(Excerpt):
Babies have a superpower — just when you think you've got them figured out, they switch things up on you, catching you totally off guard. How can someone so little be so confusing? As a mother of two, I often wonder about things my kids do, like why they're obsessed with their belly buttons, why they sleep on the floor, or why they wake up crying hysterically. But one of the questions that I've always wondered about is why babies shake their heads. My sons would do it when laying down to sleep. Is it a form of communication? Is it a sign of something more serious? Is it just silly, harmless fun? I talked to two pediatricians to find out more.
Why Does My Baby Shake Their Head?
There are many reasons babies may shake their heads. Our experts agreed that sometimes it's harmless, but sometimes it may be concerning. "Some babies will shake their heads as a way of exploring their newly discovered body parts," Christina Johns, MD, MEd, FAAP, pediatrician and senior medical advisor for PM Pediatrics, told POPSUGAR. "When only a few months old, babies discover that they have a head and that it can move so they will practice moving from side to side and up and down. These may be repetitive motions but are not concerning."
For some kids, shaking their head from side to side can be soothing, Mona Amin, DO, FAAP, board certified general pediatrician, podcaster and YouTube Creator of PedsDocTalk, and mom, told POPSUGAR. This is very common (and harmless!) especially when they're falling asleep. "If they seem frustrated during a head-shaking episode, calmly redirect them or hold them. If they are happily playing, you don't need to stop them from exploring," she said.
It could even be a form of communication! Shaking back and forth may be their way of saying 'no' to you," said Dr. Amin. "Is it happening when they get a food they don't like or don't want to go somewhere? Remember to hold the boundary and remember this is normal!"

(Information shown):
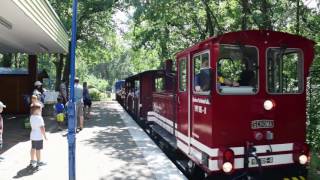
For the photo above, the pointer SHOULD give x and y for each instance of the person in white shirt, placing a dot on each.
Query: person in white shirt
(36, 135)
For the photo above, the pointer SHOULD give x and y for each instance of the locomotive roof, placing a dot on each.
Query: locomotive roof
(253, 36)
(156, 72)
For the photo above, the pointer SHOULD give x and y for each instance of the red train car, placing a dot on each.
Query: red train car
(238, 107)
(139, 89)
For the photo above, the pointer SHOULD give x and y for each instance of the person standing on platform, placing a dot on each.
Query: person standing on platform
(86, 100)
(63, 92)
(59, 110)
(78, 95)
(1, 124)
(36, 135)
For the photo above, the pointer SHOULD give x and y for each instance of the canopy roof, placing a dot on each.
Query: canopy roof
(31, 27)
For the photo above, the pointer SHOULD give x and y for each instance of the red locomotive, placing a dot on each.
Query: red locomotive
(235, 106)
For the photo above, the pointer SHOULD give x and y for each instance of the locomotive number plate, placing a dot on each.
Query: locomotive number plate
(266, 160)
(261, 124)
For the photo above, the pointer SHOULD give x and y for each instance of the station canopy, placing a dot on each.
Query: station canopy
(32, 27)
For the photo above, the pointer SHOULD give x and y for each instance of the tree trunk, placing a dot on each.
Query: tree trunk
(266, 16)
(211, 17)
(298, 18)
(59, 67)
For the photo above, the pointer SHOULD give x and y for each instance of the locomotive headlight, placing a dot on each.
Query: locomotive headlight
(227, 167)
(303, 159)
(268, 105)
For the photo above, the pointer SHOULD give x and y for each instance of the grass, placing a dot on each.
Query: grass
(314, 170)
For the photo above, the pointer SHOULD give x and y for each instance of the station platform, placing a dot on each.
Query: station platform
(111, 146)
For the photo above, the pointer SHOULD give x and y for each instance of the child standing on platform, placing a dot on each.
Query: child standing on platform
(59, 109)
(1, 123)
(37, 134)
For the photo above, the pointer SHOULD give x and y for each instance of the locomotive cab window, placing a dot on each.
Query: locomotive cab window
(202, 75)
(159, 83)
(183, 75)
(237, 70)
(284, 70)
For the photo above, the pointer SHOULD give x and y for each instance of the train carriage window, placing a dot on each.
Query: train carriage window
(183, 75)
(284, 70)
(237, 69)
(201, 70)
(159, 82)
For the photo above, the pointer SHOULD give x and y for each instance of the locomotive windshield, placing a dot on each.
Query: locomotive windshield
(285, 70)
(237, 69)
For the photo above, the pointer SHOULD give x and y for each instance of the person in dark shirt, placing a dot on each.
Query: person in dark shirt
(86, 100)
(59, 110)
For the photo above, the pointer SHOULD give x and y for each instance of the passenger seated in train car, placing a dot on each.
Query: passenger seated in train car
(247, 78)
(202, 78)
(226, 82)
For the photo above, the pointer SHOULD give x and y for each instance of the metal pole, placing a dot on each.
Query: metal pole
(71, 105)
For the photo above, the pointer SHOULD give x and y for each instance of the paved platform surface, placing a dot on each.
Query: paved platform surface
(111, 147)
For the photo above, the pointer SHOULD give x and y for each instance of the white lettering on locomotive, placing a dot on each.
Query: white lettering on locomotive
(262, 124)
(200, 109)
(201, 101)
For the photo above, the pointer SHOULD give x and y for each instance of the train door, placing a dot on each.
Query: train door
(183, 122)
(200, 103)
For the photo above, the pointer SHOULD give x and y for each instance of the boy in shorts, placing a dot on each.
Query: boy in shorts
(36, 135)
(59, 109)
(1, 123)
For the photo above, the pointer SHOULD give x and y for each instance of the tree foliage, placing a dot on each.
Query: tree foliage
(159, 29)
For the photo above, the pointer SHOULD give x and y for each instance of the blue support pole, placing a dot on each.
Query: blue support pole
(72, 117)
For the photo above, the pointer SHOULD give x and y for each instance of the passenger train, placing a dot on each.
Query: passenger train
(234, 105)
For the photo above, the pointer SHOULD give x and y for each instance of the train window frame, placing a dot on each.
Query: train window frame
(237, 89)
(186, 74)
(158, 81)
(205, 93)
(302, 71)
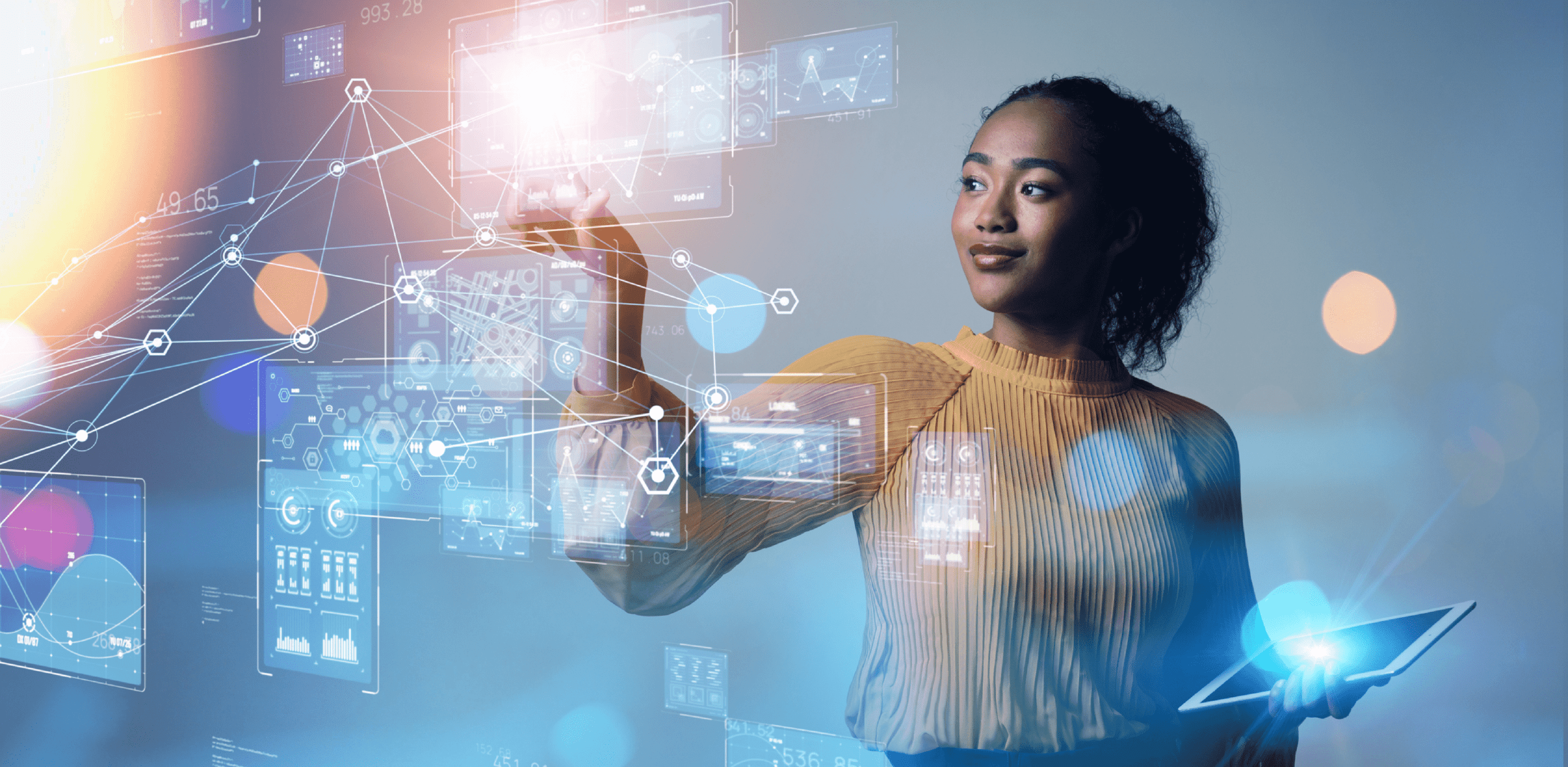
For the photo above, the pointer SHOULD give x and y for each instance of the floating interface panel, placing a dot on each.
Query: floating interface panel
(560, 98)
(839, 71)
(73, 573)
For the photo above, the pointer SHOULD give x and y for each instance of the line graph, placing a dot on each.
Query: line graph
(841, 71)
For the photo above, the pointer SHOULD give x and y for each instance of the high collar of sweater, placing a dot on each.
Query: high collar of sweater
(1053, 376)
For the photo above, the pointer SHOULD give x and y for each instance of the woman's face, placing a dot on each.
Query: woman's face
(1026, 225)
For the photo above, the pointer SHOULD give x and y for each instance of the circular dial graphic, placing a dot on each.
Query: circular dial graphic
(341, 515)
(294, 512)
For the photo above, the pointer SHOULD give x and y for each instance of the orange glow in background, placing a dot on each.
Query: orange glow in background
(1359, 312)
(290, 292)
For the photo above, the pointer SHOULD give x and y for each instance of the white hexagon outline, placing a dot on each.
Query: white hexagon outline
(648, 468)
(361, 98)
(412, 297)
(162, 349)
(369, 438)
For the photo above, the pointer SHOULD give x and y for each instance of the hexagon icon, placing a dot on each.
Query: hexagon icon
(358, 90)
(783, 301)
(657, 476)
(408, 289)
(157, 342)
(385, 437)
(436, 449)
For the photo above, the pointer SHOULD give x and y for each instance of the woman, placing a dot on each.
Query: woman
(1053, 548)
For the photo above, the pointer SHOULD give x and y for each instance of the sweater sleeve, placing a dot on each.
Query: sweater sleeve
(874, 393)
(1210, 637)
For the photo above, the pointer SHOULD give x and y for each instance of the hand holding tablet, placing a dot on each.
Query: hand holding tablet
(1324, 675)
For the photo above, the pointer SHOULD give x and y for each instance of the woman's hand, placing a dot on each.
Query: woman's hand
(614, 339)
(1316, 690)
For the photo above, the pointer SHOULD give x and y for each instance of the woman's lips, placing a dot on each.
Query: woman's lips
(993, 256)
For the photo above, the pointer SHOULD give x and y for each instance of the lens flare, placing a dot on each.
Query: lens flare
(24, 368)
(290, 292)
(1359, 312)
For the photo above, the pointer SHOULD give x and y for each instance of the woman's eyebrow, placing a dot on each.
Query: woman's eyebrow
(1023, 164)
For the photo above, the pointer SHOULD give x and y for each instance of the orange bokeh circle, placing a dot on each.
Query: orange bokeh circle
(1359, 312)
(290, 292)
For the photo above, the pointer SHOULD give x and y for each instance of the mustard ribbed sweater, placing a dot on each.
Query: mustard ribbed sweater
(1053, 550)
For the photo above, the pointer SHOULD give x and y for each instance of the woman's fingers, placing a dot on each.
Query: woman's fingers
(1292, 690)
(1336, 690)
(1313, 703)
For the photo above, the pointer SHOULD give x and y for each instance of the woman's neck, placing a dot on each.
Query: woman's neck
(1073, 339)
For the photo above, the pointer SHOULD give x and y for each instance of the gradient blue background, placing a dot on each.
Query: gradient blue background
(1416, 142)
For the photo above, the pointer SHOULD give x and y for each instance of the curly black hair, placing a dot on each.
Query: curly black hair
(1148, 161)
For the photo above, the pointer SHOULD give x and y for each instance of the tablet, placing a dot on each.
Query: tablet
(1365, 651)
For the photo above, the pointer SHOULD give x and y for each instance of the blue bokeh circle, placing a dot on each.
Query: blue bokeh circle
(737, 322)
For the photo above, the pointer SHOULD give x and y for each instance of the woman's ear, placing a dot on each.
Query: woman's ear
(1125, 231)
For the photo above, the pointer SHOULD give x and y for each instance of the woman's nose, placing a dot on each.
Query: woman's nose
(995, 217)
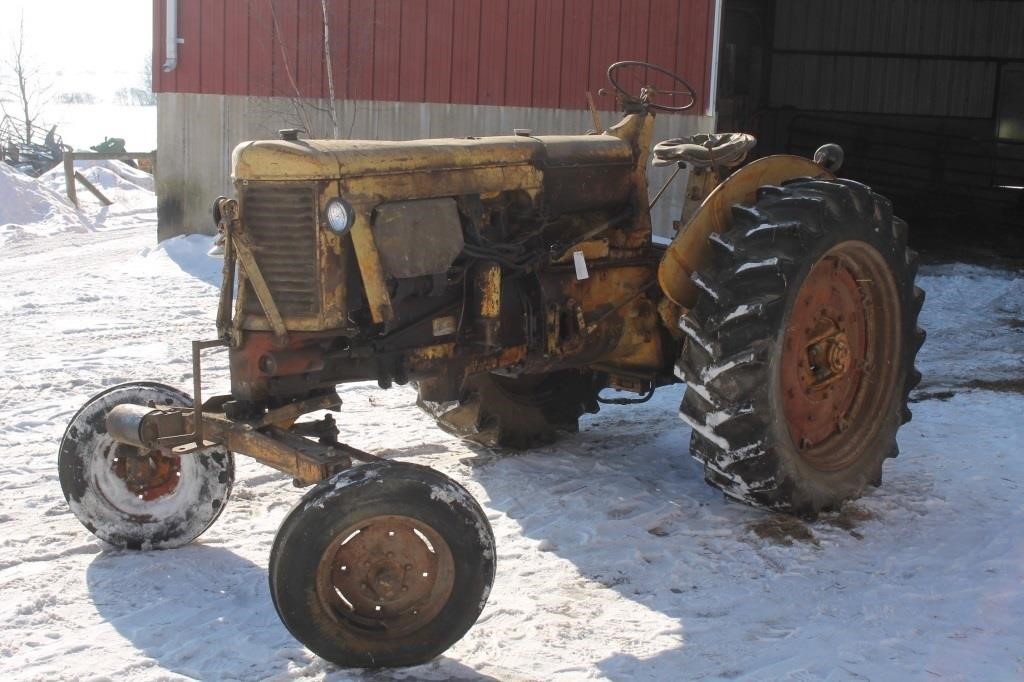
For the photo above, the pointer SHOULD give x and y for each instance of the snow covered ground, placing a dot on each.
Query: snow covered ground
(615, 561)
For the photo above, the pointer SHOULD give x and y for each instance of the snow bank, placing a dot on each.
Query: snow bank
(25, 201)
(192, 254)
(32, 208)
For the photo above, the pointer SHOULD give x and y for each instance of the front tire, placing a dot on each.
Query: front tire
(139, 500)
(385, 564)
(801, 348)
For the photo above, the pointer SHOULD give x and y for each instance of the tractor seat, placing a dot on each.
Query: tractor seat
(704, 151)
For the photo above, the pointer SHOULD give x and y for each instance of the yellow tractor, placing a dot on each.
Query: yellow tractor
(512, 280)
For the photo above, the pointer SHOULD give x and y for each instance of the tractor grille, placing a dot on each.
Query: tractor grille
(281, 220)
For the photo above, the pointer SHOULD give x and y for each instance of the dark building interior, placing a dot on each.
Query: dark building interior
(926, 97)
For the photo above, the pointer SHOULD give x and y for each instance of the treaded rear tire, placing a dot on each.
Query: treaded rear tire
(733, 359)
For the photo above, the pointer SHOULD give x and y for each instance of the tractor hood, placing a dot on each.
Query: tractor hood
(316, 160)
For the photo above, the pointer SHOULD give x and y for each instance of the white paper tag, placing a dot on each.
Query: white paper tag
(581, 263)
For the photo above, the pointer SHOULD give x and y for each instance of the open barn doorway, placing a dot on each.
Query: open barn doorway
(926, 98)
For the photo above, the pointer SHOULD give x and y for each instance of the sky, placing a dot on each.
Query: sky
(81, 46)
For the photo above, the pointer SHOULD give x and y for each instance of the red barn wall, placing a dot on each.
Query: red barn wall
(541, 53)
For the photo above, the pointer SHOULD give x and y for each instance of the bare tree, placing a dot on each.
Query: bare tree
(29, 93)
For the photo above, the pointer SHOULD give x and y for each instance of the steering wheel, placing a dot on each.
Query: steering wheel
(653, 81)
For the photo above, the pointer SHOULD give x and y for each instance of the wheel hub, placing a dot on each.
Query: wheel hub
(835, 330)
(148, 476)
(390, 573)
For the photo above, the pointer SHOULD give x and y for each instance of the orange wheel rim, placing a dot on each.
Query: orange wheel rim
(837, 372)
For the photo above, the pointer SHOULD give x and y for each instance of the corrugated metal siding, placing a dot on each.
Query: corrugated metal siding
(881, 85)
(935, 57)
(542, 53)
(991, 29)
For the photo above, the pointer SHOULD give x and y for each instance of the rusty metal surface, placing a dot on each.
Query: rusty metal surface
(371, 268)
(395, 572)
(689, 250)
(844, 320)
(418, 238)
(147, 474)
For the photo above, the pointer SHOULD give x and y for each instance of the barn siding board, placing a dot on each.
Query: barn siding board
(663, 32)
(694, 47)
(494, 48)
(519, 67)
(466, 51)
(337, 16)
(634, 20)
(261, 48)
(236, 47)
(412, 59)
(360, 49)
(544, 53)
(387, 46)
(438, 70)
(548, 53)
(576, 54)
(603, 49)
(189, 20)
(162, 81)
(211, 47)
(310, 49)
(285, 38)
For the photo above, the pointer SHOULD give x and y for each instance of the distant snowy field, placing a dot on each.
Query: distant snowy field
(83, 126)
(615, 561)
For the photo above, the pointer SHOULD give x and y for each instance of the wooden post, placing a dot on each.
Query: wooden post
(70, 178)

(Task requirements):
From the article on why babies shake their heads, quote everything from "Babies have a" down to "find out more.", word for word.

(Output of the exercise):
Babies have a superpower — just when you think you've got them figured out, they switch things up on you, catching you totally off guard. How can someone so little be so confusing? As a mother of two, I often wonder about things my kids do, like why they're obsessed with their belly buttons, why they sleep on the floor, or why they wake up crying hysterically. But one of the questions that I've always wondered about is why babies shake their heads. My sons would do it when laying down to sleep. Is it a form of communication? Is it a sign of something more serious? Is it just silly, harmless fun? I talked to two pediatricians to find out more.